### [Exercise description]
Reproduce the items from the line containing "point: glass candle" up to and including the last line, requests included, shifting every x and y coordinate in the answers by -55. Leave the numbers in the requests and their format samples unchanged.

### [Data to use]
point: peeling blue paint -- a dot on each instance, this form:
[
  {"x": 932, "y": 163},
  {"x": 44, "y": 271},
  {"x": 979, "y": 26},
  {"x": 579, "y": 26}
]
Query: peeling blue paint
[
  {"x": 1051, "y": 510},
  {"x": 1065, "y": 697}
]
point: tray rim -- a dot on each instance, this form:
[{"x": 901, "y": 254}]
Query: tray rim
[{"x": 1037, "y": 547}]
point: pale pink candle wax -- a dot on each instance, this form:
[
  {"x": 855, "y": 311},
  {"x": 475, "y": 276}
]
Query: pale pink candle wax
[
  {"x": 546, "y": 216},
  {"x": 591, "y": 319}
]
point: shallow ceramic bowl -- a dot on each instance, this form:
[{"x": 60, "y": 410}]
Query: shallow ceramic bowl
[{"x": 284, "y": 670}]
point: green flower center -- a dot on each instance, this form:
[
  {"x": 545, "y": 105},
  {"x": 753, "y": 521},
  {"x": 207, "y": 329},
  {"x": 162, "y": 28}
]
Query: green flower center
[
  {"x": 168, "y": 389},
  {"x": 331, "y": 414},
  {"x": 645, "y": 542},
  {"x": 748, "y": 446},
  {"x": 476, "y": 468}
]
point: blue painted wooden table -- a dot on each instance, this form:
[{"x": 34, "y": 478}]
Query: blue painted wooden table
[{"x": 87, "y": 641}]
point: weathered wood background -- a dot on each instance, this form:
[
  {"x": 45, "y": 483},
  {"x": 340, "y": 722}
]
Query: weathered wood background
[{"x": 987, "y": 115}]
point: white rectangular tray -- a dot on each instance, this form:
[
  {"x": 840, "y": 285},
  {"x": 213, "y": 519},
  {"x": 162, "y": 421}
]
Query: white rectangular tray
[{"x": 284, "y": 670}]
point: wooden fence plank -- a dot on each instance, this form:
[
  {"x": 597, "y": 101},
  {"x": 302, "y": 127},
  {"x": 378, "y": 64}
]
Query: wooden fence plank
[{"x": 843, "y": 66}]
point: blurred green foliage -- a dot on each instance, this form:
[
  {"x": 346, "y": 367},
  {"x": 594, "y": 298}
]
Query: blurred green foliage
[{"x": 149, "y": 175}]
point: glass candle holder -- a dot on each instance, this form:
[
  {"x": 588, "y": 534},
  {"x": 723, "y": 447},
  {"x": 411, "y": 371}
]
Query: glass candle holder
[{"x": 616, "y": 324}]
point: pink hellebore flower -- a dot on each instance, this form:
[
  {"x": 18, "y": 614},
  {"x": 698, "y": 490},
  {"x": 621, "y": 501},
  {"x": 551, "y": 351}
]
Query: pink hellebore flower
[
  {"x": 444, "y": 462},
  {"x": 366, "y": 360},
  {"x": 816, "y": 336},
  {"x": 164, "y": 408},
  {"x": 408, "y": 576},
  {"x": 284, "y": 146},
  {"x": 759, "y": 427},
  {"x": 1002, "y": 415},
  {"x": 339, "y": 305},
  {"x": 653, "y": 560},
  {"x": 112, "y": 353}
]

### [Task solution]
point: glass candle holder -- a dot on each instance, this form:
[
  {"x": 588, "y": 534},
  {"x": 723, "y": 447},
  {"x": 411, "y": 371}
]
Query: glass candle holder
[{"x": 561, "y": 269}]
point: pink hellebore flower -- a dot on each instance, this form:
[
  {"x": 18, "y": 614},
  {"x": 698, "y": 490},
  {"x": 621, "y": 501},
  {"x": 551, "y": 351}
]
Query: pink hellebore flower
[
  {"x": 389, "y": 407},
  {"x": 311, "y": 305},
  {"x": 761, "y": 281},
  {"x": 109, "y": 353},
  {"x": 353, "y": 521},
  {"x": 229, "y": 91},
  {"x": 704, "y": 372},
  {"x": 947, "y": 360},
  {"x": 284, "y": 250},
  {"x": 598, "y": 505},
  {"x": 57, "y": 298}
]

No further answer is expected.